- _Your objective_:
Convert the rows starting at the line containing "class: spectator => detect" and ending at the line containing "top-left (525, 86), bottom-right (548, 108)", both lines included, into a numbered list, leaving out any blank lines.

- _Input material_:
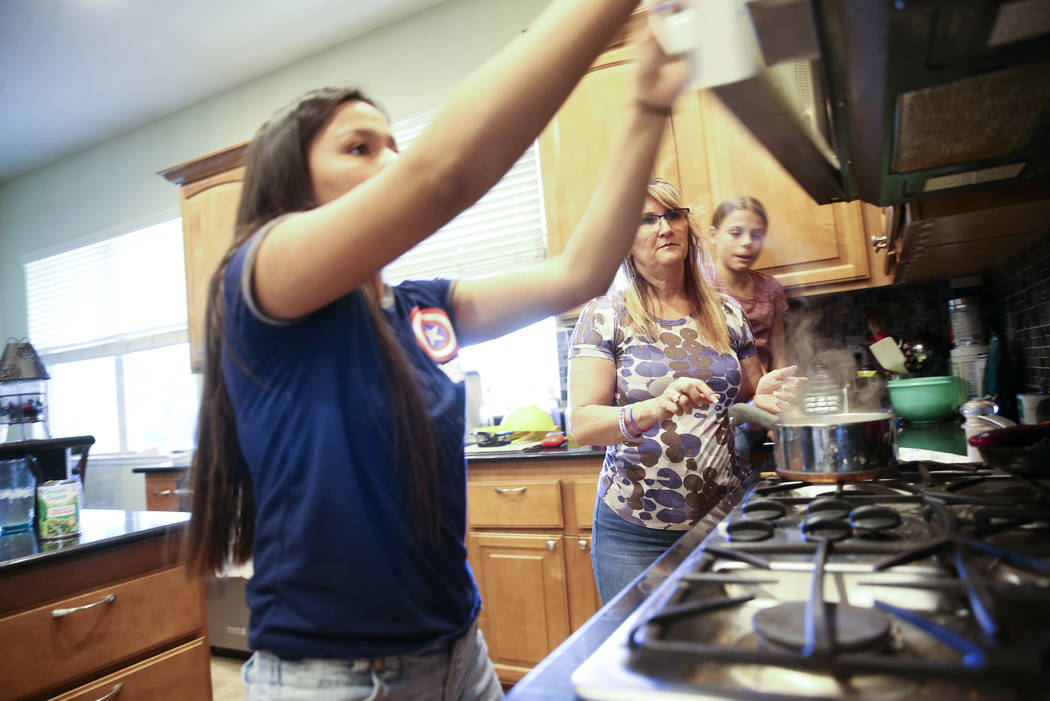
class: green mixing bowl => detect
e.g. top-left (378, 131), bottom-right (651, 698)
top-left (886, 375), bottom-right (966, 424)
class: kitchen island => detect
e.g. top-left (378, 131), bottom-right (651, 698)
top-left (0, 509), bottom-right (211, 701)
top-left (507, 442), bottom-right (982, 701)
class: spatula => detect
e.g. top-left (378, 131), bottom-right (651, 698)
top-left (868, 336), bottom-right (908, 375)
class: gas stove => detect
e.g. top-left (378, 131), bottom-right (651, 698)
top-left (572, 462), bottom-right (1050, 701)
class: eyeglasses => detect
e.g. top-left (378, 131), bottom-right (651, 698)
top-left (642, 207), bottom-right (689, 229)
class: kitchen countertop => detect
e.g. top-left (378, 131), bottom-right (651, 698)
top-left (131, 444), bottom-right (605, 472)
top-left (0, 509), bottom-right (190, 576)
top-left (506, 440), bottom-right (967, 701)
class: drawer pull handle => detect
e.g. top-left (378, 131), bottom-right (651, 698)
top-left (95, 681), bottom-right (124, 701)
top-left (51, 594), bottom-right (117, 618)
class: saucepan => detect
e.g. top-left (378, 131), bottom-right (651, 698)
top-left (969, 422), bottom-right (1050, 477)
top-left (730, 404), bottom-right (898, 483)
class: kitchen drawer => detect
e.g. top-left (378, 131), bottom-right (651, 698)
top-left (51, 638), bottom-right (211, 701)
top-left (0, 568), bottom-right (205, 699)
top-left (467, 480), bottom-right (563, 528)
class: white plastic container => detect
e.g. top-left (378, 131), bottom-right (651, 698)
top-left (948, 297), bottom-right (985, 345)
top-left (949, 345), bottom-right (988, 399)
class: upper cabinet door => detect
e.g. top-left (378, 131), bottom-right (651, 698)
top-left (700, 91), bottom-right (870, 288)
top-left (182, 168), bottom-right (245, 373)
top-left (158, 142), bottom-right (248, 373)
top-left (540, 41), bottom-right (708, 260)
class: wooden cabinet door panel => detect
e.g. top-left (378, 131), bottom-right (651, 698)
top-left (0, 568), bottom-right (205, 698)
top-left (53, 638), bottom-right (212, 701)
top-left (467, 480), bottom-right (563, 529)
top-left (540, 46), bottom-right (707, 260)
top-left (565, 535), bottom-right (602, 631)
top-left (467, 533), bottom-right (569, 681)
top-left (700, 91), bottom-right (869, 286)
top-left (182, 168), bottom-right (245, 373)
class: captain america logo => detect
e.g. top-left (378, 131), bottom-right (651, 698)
top-left (408, 306), bottom-right (459, 363)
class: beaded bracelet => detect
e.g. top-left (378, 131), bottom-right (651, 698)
top-left (627, 404), bottom-right (643, 438)
top-left (620, 406), bottom-right (637, 441)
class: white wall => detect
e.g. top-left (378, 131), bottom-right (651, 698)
top-left (0, 0), bottom-right (547, 340)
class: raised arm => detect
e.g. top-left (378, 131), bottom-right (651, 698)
top-left (254, 0), bottom-right (638, 318)
top-left (454, 29), bottom-right (686, 342)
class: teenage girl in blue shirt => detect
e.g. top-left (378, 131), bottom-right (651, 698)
top-left (181, 0), bottom-right (685, 699)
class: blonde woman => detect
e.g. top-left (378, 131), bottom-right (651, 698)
top-left (569, 178), bottom-right (796, 602)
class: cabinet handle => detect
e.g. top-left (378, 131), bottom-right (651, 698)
top-left (51, 594), bottom-right (117, 618)
top-left (95, 681), bottom-right (124, 701)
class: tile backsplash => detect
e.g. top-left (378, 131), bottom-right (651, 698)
top-left (558, 232), bottom-right (1050, 415)
top-left (987, 232), bottom-right (1050, 391)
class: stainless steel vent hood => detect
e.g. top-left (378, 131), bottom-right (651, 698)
top-left (708, 0), bottom-right (1050, 206)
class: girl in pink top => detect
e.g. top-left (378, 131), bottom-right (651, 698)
top-left (710, 196), bottom-right (788, 466)
top-left (710, 196), bottom-right (788, 373)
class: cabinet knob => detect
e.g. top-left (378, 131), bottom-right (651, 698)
top-left (51, 594), bottom-right (117, 618)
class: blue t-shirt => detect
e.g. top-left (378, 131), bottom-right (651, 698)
top-left (223, 228), bottom-right (480, 659)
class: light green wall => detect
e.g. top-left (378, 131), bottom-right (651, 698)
top-left (0, 0), bottom-right (547, 340)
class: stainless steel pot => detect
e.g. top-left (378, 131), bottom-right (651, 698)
top-left (730, 404), bottom-right (897, 483)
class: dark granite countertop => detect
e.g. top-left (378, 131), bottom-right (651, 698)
top-left (131, 463), bottom-right (190, 472)
top-left (466, 446), bottom-right (605, 463)
top-left (507, 440), bottom-right (965, 701)
top-left (0, 509), bottom-right (190, 576)
top-left (131, 445), bottom-right (605, 472)
top-left (506, 484), bottom-right (739, 701)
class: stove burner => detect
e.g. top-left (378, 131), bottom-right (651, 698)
top-left (742, 498), bottom-right (788, 521)
top-left (805, 496), bottom-right (853, 518)
top-left (802, 514), bottom-right (853, 543)
top-left (751, 601), bottom-right (889, 652)
top-left (849, 505), bottom-right (901, 535)
top-left (726, 518), bottom-right (773, 543)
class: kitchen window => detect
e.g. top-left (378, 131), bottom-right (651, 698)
top-left (383, 107), bottom-right (561, 427)
top-left (23, 212), bottom-right (198, 455)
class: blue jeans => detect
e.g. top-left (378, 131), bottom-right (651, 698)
top-left (240, 620), bottom-right (503, 701)
top-left (591, 498), bottom-right (689, 606)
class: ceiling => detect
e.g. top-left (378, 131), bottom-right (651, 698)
top-left (0, 0), bottom-right (440, 180)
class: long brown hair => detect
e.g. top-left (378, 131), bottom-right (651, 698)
top-left (623, 177), bottom-right (730, 353)
top-left (186, 88), bottom-right (440, 576)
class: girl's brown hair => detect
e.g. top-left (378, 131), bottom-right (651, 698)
top-left (711, 195), bottom-right (770, 229)
top-left (622, 177), bottom-right (730, 353)
top-left (187, 88), bottom-right (440, 576)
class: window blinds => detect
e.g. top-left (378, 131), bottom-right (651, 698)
top-left (383, 108), bottom-right (547, 284)
top-left (24, 218), bottom-right (186, 355)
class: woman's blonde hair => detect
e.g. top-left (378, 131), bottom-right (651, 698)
top-left (622, 177), bottom-right (730, 353)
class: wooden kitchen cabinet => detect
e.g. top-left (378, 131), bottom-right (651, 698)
top-left (159, 144), bottom-right (247, 373)
top-left (0, 522), bottom-right (211, 701)
top-left (139, 467), bottom-right (193, 511)
top-left (466, 453), bottom-right (602, 685)
top-left (540, 16), bottom-right (893, 300)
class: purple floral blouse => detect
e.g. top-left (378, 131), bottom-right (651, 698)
top-left (569, 293), bottom-right (755, 530)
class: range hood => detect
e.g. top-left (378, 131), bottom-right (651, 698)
top-left (708, 0), bottom-right (1050, 206)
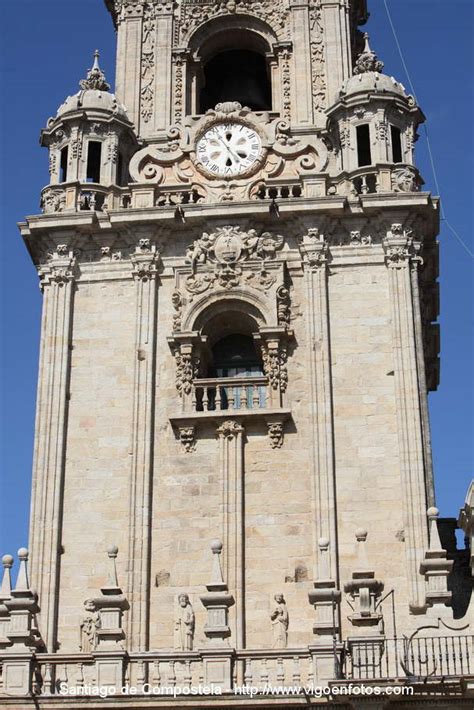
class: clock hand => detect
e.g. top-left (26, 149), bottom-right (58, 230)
top-left (217, 135), bottom-right (240, 164)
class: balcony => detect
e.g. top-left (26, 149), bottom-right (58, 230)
top-left (3, 635), bottom-right (474, 708)
top-left (191, 376), bottom-right (272, 414)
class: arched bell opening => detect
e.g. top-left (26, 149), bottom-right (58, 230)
top-left (199, 49), bottom-right (272, 113)
top-left (190, 303), bottom-right (268, 411)
top-left (187, 16), bottom-right (276, 114)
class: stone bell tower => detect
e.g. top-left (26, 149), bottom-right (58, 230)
top-left (2, 0), bottom-right (468, 707)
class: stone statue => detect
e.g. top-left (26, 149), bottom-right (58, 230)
top-left (79, 599), bottom-right (100, 653)
top-left (270, 594), bottom-right (289, 648)
top-left (174, 594), bottom-right (194, 651)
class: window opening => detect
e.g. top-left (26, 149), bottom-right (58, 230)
top-left (59, 145), bottom-right (69, 182)
top-left (357, 123), bottom-right (372, 167)
top-left (199, 49), bottom-right (272, 113)
top-left (390, 126), bottom-right (403, 163)
top-left (86, 141), bottom-right (102, 182)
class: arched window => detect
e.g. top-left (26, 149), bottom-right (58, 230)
top-left (199, 49), bottom-right (272, 113)
top-left (209, 334), bottom-right (263, 377)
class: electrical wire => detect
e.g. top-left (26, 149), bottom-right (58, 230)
top-left (383, 0), bottom-right (474, 259)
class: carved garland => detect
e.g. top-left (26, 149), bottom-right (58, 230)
top-left (175, 0), bottom-right (290, 45)
top-left (140, 6), bottom-right (156, 123)
top-left (309, 0), bottom-right (326, 112)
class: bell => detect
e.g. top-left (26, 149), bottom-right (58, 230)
top-left (201, 50), bottom-right (271, 112)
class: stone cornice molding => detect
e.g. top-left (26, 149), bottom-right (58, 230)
top-left (38, 244), bottom-right (77, 291)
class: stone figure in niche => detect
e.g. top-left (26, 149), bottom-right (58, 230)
top-left (270, 594), bottom-right (289, 648)
top-left (79, 599), bottom-right (100, 653)
top-left (174, 594), bottom-right (194, 651)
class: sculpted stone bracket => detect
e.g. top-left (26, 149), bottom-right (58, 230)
top-left (170, 408), bottom-right (291, 454)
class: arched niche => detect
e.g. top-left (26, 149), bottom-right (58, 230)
top-left (186, 14), bottom-right (280, 114)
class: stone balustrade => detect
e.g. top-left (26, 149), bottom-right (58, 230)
top-left (0, 635), bottom-right (474, 697)
top-left (41, 163), bottom-right (423, 214)
top-left (191, 376), bottom-right (271, 412)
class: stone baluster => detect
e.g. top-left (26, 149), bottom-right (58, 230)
top-left (91, 545), bottom-right (130, 690)
top-left (344, 528), bottom-right (384, 628)
top-left (2, 547), bottom-right (44, 695)
top-left (200, 540), bottom-right (235, 690)
top-left (308, 537), bottom-right (341, 643)
top-left (420, 508), bottom-right (454, 617)
top-left (0, 555), bottom-right (13, 650)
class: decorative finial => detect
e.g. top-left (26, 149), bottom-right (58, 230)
top-left (354, 32), bottom-right (383, 74)
top-left (79, 49), bottom-right (110, 91)
top-left (107, 545), bottom-right (118, 588)
top-left (0, 555), bottom-right (13, 599)
top-left (211, 540), bottom-right (224, 585)
top-left (426, 506), bottom-right (443, 552)
top-left (15, 547), bottom-right (30, 592)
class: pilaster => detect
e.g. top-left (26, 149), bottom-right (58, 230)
top-left (30, 244), bottom-right (76, 651)
top-left (127, 239), bottom-right (159, 651)
top-left (383, 224), bottom-right (428, 612)
top-left (290, 0), bottom-right (313, 126)
top-left (321, 0), bottom-right (352, 106)
top-left (115, 3), bottom-right (144, 132)
top-left (217, 419), bottom-right (245, 649)
top-left (300, 228), bottom-right (339, 586)
top-left (153, 0), bottom-right (175, 135)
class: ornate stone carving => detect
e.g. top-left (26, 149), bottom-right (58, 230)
top-left (276, 285), bottom-right (291, 328)
top-left (176, 0), bottom-right (289, 45)
top-left (185, 226), bottom-right (284, 295)
top-left (217, 419), bottom-right (244, 439)
top-left (79, 49), bottom-right (110, 91)
top-left (350, 234), bottom-right (372, 246)
top-left (300, 227), bottom-right (329, 271)
top-left (179, 425), bottom-right (196, 454)
top-left (79, 599), bottom-right (100, 653)
top-left (173, 49), bottom-right (188, 123)
top-left (392, 165), bottom-right (419, 192)
top-left (140, 5), bottom-right (156, 123)
top-left (186, 225), bottom-right (284, 274)
top-left (275, 42), bottom-right (291, 122)
top-left (130, 239), bottom-right (159, 281)
top-left (309, 0), bottom-right (326, 112)
top-left (38, 250), bottom-right (76, 290)
top-left (267, 422), bottom-right (284, 449)
top-left (174, 349), bottom-right (200, 395)
top-left (270, 594), bottom-right (290, 648)
top-left (261, 339), bottom-right (288, 392)
top-left (174, 594), bottom-right (194, 651)
top-left (40, 188), bottom-right (66, 214)
top-left (354, 32), bottom-right (383, 74)
top-left (383, 228), bottom-right (421, 269)
top-left (129, 102), bottom-right (328, 203)
top-left (171, 290), bottom-right (184, 333)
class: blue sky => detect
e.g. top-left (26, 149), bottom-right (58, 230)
top-left (0, 0), bottom-right (474, 554)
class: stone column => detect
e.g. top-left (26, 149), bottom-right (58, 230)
top-left (321, 0), bottom-right (352, 106)
top-left (217, 419), bottom-right (245, 649)
top-left (115, 3), bottom-right (144, 132)
top-left (171, 48), bottom-right (190, 123)
top-left (127, 239), bottom-right (159, 651)
top-left (152, 0), bottom-right (174, 135)
top-left (383, 224), bottom-right (428, 611)
top-left (301, 228), bottom-right (339, 587)
top-left (290, 0), bottom-right (313, 126)
top-left (200, 540), bottom-right (234, 691)
top-left (30, 244), bottom-right (76, 652)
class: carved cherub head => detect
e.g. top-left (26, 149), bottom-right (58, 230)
top-left (84, 599), bottom-right (95, 611)
top-left (178, 594), bottom-right (189, 609)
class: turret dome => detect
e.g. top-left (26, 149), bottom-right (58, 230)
top-left (55, 50), bottom-right (129, 121)
top-left (339, 33), bottom-right (409, 99)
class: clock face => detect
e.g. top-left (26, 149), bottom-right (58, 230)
top-left (196, 123), bottom-right (262, 177)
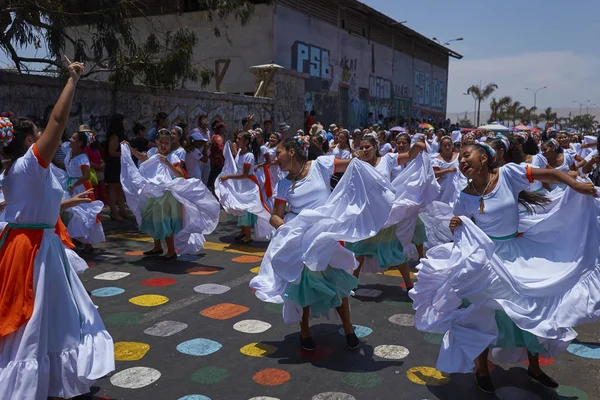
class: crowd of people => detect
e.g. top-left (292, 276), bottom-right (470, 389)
top-left (0, 57), bottom-right (600, 399)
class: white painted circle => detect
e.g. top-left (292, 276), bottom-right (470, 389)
top-left (233, 319), bottom-right (271, 333)
top-left (94, 271), bottom-right (130, 281)
top-left (354, 289), bottom-right (383, 298)
top-left (110, 367), bottom-right (160, 389)
top-left (373, 344), bottom-right (410, 360)
top-left (389, 314), bottom-right (415, 326)
top-left (194, 283), bottom-right (231, 294)
top-left (312, 392), bottom-right (356, 400)
top-left (495, 386), bottom-right (542, 400)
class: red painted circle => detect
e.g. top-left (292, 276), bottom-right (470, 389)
top-left (140, 278), bottom-right (177, 287)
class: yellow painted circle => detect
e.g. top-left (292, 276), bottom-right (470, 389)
top-left (129, 294), bottom-right (169, 307)
top-left (115, 342), bottom-right (150, 361)
top-left (240, 343), bottom-right (277, 357)
top-left (406, 367), bottom-right (450, 386)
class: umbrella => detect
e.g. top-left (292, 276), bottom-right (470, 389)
top-left (477, 121), bottom-right (510, 132)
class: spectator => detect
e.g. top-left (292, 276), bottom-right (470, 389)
top-left (146, 112), bottom-right (169, 143)
top-left (104, 114), bottom-right (128, 221)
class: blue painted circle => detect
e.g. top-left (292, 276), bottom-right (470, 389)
top-left (177, 338), bottom-right (223, 356)
top-left (92, 286), bottom-right (125, 297)
top-left (339, 325), bottom-right (373, 338)
top-left (567, 343), bottom-right (600, 358)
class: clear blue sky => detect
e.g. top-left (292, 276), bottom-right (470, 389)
top-left (361, 0), bottom-right (600, 112)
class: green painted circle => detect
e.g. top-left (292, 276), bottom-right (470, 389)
top-left (265, 303), bottom-right (283, 314)
top-left (190, 367), bottom-right (231, 385)
top-left (104, 311), bottom-right (143, 325)
top-left (342, 372), bottom-right (383, 389)
top-left (556, 385), bottom-right (588, 400)
top-left (424, 333), bottom-right (444, 346)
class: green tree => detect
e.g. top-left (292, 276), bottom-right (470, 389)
top-left (0, 0), bottom-right (273, 88)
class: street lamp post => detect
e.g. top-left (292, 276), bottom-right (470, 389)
top-left (525, 86), bottom-right (548, 108)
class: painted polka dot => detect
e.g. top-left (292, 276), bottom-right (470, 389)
top-left (233, 319), bottom-right (271, 333)
top-left (194, 283), bottom-right (231, 294)
top-left (190, 367), bottom-right (231, 385)
top-left (494, 386), bottom-right (542, 400)
top-left (144, 321), bottom-right (187, 337)
top-left (388, 314), bottom-right (415, 326)
top-left (140, 278), bottom-right (177, 287)
top-left (200, 303), bottom-right (250, 320)
top-left (373, 344), bottom-right (410, 360)
top-left (177, 394), bottom-right (210, 400)
top-left (338, 325), bottom-right (373, 338)
top-left (252, 368), bottom-right (292, 386)
top-left (231, 256), bottom-right (262, 264)
top-left (556, 385), bottom-right (588, 400)
top-left (129, 294), bottom-right (169, 307)
top-left (115, 342), bottom-right (150, 361)
top-left (185, 267), bottom-right (221, 275)
top-left (177, 338), bottom-right (223, 357)
top-left (354, 289), bottom-right (383, 298)
top-left (92, 287), bottom-right (125, 297)
top-left (296, 346), bottom-right (333, 361)
top-left (312, 392), bottom-right (356, 400)
top-left (94, 271), bottom-right (130, 281)
top-left (240, 342), bottom-right (277, 357)
top-left (342, 372), bottom-right (383, 389)
top-left (103, 311), bottom-right (144, 325)
top-left (567, 343), bottom-right (600, 358)
top-left (406, 367), bottom-right (450, 386)
top-left (125, 250), bottom-right (144, 257)
top-left (265, 303), bottom-right (283, 314)
top-left (110, 367), bottom-right (160, 389)
top-left (423, 333), bottom-right (444, 345)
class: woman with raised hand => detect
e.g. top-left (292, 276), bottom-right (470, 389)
top-left (0, 57), bottom-right (115, 400)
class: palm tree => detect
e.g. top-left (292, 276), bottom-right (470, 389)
top-left (540, 107), bottom-right (557, 122)
top-left (467, 82), bottom-right (498, 126)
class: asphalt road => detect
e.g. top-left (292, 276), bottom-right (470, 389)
top-left (72, 215), bottom-right (600, 400)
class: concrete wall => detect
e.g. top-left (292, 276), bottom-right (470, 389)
top-left (69, 4), bottom-right (273, 94)
top-left (0, 72), bottom-right (274, 141)
top-left (275, 5), bottom-right (448, 127)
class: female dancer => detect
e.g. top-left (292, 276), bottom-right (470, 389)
top-left (0, 57), bottom-right (115, 400)
top-left (410, 144), bottom-right (600, 393)
top-left (250, 136), bottom-right (393, 351)
top-left (346, 134), bottom-right (425, 290)
top-left (63, 132), bottom-right (105, 253)
top-left (122, 129), bottom-right (184, 260)
top-left (220, 131), bottom-right (265, 244)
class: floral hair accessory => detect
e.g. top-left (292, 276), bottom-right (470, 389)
top-left (496, 135), bottom-right (510, 150)
top-left (294, 136), bottom-right (310, 156)
top-left (0, 117), bottom-right (15, 147)
top-left (515, 131), bottom-right (529, 142)
top-left (479, 143), bottom-right (496, 164)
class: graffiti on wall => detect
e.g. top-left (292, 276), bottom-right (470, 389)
top-left (431, 79), bottom-right (446, 109)
top-left (413, 70), bottom-right (431, 106)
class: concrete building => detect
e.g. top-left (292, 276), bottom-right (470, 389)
top-left (68, 0), bottom-right (462, 128)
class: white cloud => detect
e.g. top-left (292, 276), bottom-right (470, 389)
top-left (448, 51), bottom-right (600, 115)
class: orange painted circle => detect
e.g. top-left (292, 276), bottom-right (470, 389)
top-left (125, 250), bottom-right (144, 257)
top-left (185, 267), bottom-right (219, 275)
top-left (252, 368), bottom-right (292, 386)
top-left (231, 256), bottom-right (262, 263)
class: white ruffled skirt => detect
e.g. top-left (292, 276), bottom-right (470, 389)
top-left (0, 229), bottom-right (115, 400)
top-left (409, 189), bottom-right (600, 373)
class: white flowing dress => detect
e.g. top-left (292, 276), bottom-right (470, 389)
top-left (0, 145), bottom-right (115, 400)
top-left (121, 145), bottom-right (220, 254)
top-left (409, 164), bottom-right (600, 373)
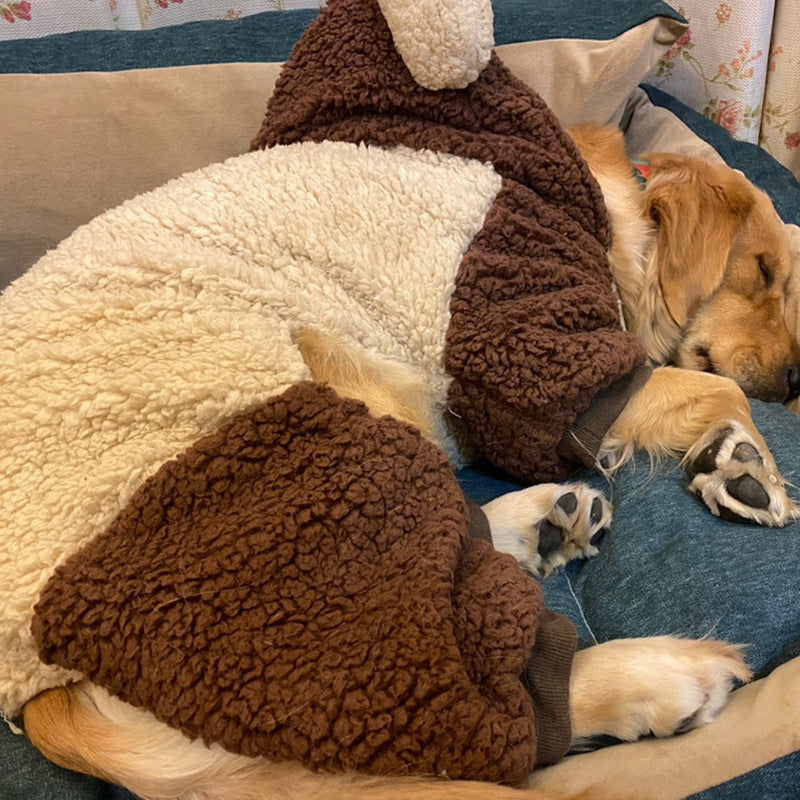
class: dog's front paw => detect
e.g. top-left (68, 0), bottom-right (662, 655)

- _Answer for the task_:
1. class: spectator => detect
2. e.g. top-left (292, 276), bottom-right (470, 389)
3. top-left (146, 112), bottom-right (169, 143)
4. top-left (104, 114), bottom-right (128, 221)
5. class: blue painted circle => detect
6. e.g. top-left (292, 276), bottom-right (470, 389)
7. top-left (177, 338), bottom-right (223, 356)
8. top-left (92, 286), bottom-right (125, 297)
9. top-left (339, 325), bottom-right (373, 338)
10. top-left (567, 343), bottom-right (600, 358)
11. class: clear blue sky => detect
12. e.g. top-left (292, 276), bottom-right (470, 389)
13. top-left (361, 0), bottom-right (600, 112)
14. class: green painted circle => detect
15. e.g. top-left (292, 276), bottom-right (470, 389)
16. top-left (265, 303), bottom-right (283, 314)
17. top-left (190, 367), bottom-right (231, 385)
18. top-left (104, 311), bottom-right (143, 325)
19. top-left (342, 372), bottom-right (383, 389)
20. top-left (556, 385), bottom-right (588, 400)
21. top-left (424, 333), bottom-right (444, 346)
22. class: green tree => detect
23. e.g. top-left (292, 276), bottom-right (470, 389)
24. top-left (0, 0), bottom-right (273, 88)
25. class: street lamp post => detect
26. e.g. top-left (292, 276), bottom-right (470, 389)
27. top-left (525, 86), bottom-right (548, 108)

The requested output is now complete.